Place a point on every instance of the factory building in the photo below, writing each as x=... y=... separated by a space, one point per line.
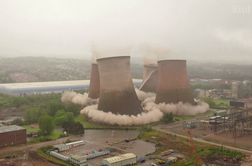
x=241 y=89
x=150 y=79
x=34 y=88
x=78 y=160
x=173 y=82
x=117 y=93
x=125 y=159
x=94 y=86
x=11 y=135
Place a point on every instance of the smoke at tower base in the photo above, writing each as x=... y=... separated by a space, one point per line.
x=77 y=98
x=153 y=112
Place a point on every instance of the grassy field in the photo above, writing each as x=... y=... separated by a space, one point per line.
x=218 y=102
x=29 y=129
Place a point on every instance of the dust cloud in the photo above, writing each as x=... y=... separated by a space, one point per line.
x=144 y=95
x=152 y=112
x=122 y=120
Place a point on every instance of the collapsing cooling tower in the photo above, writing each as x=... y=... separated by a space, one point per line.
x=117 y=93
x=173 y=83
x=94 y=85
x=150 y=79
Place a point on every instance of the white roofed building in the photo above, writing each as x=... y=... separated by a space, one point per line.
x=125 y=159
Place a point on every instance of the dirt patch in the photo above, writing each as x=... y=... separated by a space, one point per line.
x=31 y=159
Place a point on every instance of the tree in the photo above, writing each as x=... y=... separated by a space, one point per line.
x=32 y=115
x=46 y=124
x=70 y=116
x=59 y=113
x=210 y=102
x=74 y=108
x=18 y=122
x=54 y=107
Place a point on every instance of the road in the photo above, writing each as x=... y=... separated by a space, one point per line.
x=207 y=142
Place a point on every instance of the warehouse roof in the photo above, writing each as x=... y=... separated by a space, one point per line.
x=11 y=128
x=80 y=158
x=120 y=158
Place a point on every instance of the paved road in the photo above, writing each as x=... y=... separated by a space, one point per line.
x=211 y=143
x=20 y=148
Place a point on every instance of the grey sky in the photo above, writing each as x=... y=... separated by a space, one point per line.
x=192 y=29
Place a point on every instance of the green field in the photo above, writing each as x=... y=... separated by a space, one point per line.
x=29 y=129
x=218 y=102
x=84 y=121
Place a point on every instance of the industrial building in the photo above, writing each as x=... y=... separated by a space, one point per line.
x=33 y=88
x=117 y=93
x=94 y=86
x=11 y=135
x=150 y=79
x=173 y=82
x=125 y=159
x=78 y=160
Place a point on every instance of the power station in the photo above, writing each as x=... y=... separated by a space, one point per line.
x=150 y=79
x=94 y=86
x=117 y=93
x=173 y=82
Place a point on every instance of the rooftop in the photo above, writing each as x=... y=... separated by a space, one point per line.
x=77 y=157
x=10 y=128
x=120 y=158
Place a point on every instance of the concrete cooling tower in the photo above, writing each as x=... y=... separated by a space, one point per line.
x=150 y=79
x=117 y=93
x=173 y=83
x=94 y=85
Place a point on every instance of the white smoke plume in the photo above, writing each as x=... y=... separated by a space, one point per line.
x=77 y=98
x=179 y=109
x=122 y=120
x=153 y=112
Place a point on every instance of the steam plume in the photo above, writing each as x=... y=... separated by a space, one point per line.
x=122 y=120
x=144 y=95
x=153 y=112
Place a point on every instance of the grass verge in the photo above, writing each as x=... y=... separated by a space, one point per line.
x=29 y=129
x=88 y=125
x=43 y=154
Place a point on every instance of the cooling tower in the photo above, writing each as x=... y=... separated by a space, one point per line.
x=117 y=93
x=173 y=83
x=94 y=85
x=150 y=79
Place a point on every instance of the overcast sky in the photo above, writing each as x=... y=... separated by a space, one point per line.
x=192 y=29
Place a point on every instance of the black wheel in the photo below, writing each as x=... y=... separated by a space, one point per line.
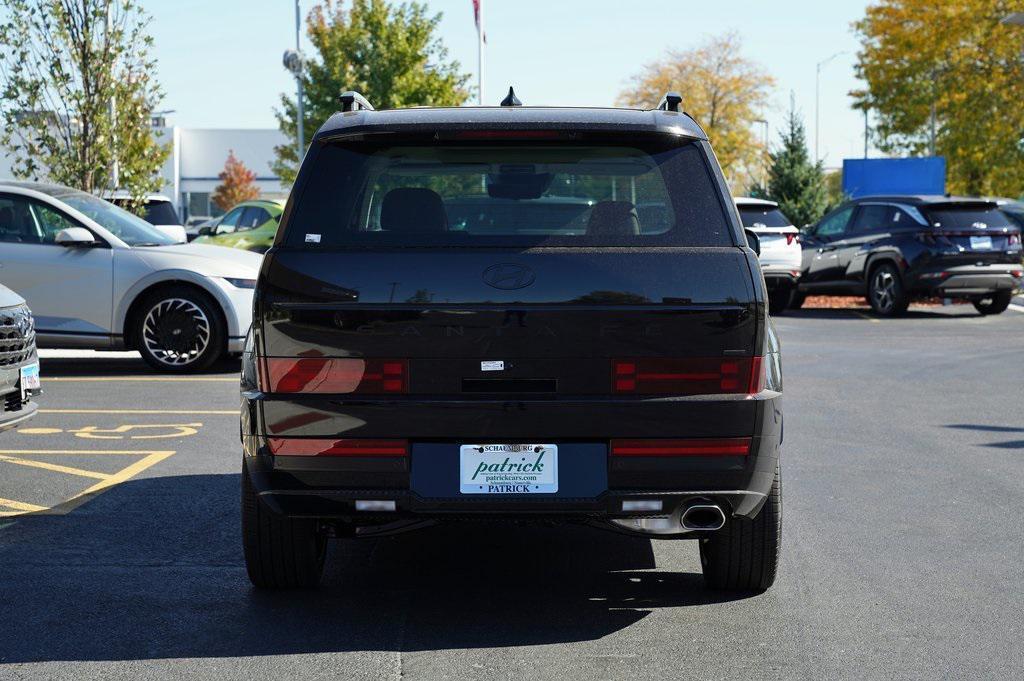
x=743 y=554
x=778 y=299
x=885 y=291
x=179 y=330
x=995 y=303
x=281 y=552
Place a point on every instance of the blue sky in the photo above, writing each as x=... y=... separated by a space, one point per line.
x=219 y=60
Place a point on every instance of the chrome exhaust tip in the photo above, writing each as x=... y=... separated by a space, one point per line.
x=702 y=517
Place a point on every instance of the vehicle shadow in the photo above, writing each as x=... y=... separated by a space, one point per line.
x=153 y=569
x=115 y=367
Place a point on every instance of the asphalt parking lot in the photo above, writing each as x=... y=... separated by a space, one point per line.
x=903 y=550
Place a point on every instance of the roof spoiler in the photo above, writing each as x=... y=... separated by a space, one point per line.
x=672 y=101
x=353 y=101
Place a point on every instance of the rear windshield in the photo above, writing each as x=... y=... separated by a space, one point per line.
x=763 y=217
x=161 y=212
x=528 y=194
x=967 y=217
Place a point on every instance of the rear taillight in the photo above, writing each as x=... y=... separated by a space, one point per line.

_DIRECTIONS_: The whole listing above is to be repeated exactly, apart from its pictures.

_RESULT BELOW_:
Place a point on every instance of the factory building in the photo below, writing each as x=... y=... separated by a space, one point per line.
x=241 y=89
x=150 y=79
x=34 y=88
x=78 y=160
x=173 y=82
x=117 y=93
x=125 y=159
x=94 y=86
x=11 y=135
Place a point on every instance of the smoke at tower base in the photo above, writing each as x=... y=... separated by a space, one point per line.
x=77 y=98
x=153 y=112
Place a point on every instance of the grassy field in the photo above, writing each as x=... y=... separated by a space, one point per line.
x=218 y=102
x=29 y=129
Place a point on every instance of the dust cloud in the photo above, writing each as x=... y=... separated by a space, one point per line.
x=144 y=95
x=152 y=112
x=122 y=120
Place a point on every instance of the collapsing cooling tower in the photo above, writing each as x=... y=... separated by a space, one point per line.
x=117 y=93
x=173 y=83
x=94 y=85
x=150 y=79
Place a point on every instance of the white roofed building in the photo above, writing each as x=... y=... separated by a space, one point per line.
x=125 y=159
Place a point on every instance of the dirt patch in the photo above, writing each as x=... y=... separated by a space, one point per line.
x=31 y=159
Place a point on every instance of the tree in the photo above, writing each as x=... y=... separated by a space, one point per line.
x=32 y=115
x=46 y=124
x=70 y=116
x=59 y=113
x=210 y=102
x=74 y=108
x=18 y=122
x=54 y=107
Place a point on every instance of the road in the photo above, writing each as x=... y=... separated by a space, one point per line.
x=207 y=142
Place a point on every instance of the warehouse roof in the photo above, writing each as x=... y=... separated by a space, one point per line.
x=11 y=128
x=80 y=158
x=120 y=158
Place a point on every instance of the paved road in the photo above, writing each as x=... y=... separated by a space, one point per line.
x=211 y=143
x=20 y=148
Place a point on every instance of the grey sky in the photo above, writing each as x=... y=... separated by a space, one point per line.
x=192 y=29
Place a point on every instance of the green field in the photo above, writing each as x=... y=... separated by a space, one point per line.
x=29 y=129
x=218 y=102
x=84 y=121
Place a point on every instance of the industrial building in the photo above, writing each as x=... y=... separated by a space, one point per line.
x=33 y=88
x=117 y=93
x=94 y=86
x=11 y=135
x=150 y=79
x=173 y=82
x=125 y=159
x=78 y=160
Place a point on every instance of the power station in the photo above, writing each as x=... y=... separated by a space, one point per line.
x=150 y=79
x=94 y=86
x=117 y=93
x=173 y=82
Place a point on every instance of the rooftop in the photo above, writing each as x=... y=... separated by a space, one point per line.
x=77 y=157
x=10 y=128
x=120 y=158
Place a point on every instance of the concrete cooling tower in the photo above, writing each as x=... y=... separated by a space, one point per line.
x=150 y=79
x=117 y=93
x=173 y=83
x=94 y=85
Place a point on every instance of the white smoke plume in the photo above, writing each as x=... y=... separated by a space, one point per line.
x=77 y=98
x=179 y=109
x=122 y=120
x=153 y=112
Place a point on every instance of the steam plume in the photo above, writing each as x=... y=... separated by a space, one point per line.
x=122 y=120
x=144 y=95
x=153 y=112
Place a point on every instance of the grass verge in the photo above, writing each as x=... y=... separated by a space, one point per line.
x=29 y=129
x=88 y=125
x=43 y=154
Place a point on every instance of the cooling tower in the photo above, writing each as x=... y=... separated by a space, one point per line.
x=117 y=93
x=173 y=83
x=94 y=85
x=150 y=79
Place a point on every instance of the overcast sky in the photo above, writing each as x=... y=... separated by a space, one point per line.
x=192 y=29
Place a point on every instance of the black wheel in the photo below, writing each as x=... y=... separated by a space, one point per line.
x=743 y=554
x=778 y=299
x=885 y=291
x=179 y=330
x=995 y=303
x=281 y=552
Place a point on every instance of the blue sky in the photo above, writing each as x=... y=... separated by a space, one point per line.
x=219 y=60
Place a point on every instance of the chrome exhaust tip in the photo above, writing each as x=... y=... separated by a space, one point per line.
x=702 y=517
Place a point on every instance of the vehicle shadow in the photo above, writing each as x=... y=... separated by a space, one point per line.
x=153 y=569
x=115 y=367
Place a point on every instance of the asphalt parking lot in the photo above, writing each as x=... y=... separated by a space, one point per line.
x=903 y=550
Place a point on every instance of the roof spoiler in the photo above, writing each as x=... y=... separated by a space, one point per line.
x=672 y=101
x=353 y=101
Place a point on every instance of the rear windshield in the photo above, writing each as x=... y=... separated by a space, one point per line.
x=763 y=217
x=161 y=212
x=528 y=194
x=967 y=217
Place a point on every instance of the rear taillight in the photo above, writing each as x=... y=... separated by a space, one point per line.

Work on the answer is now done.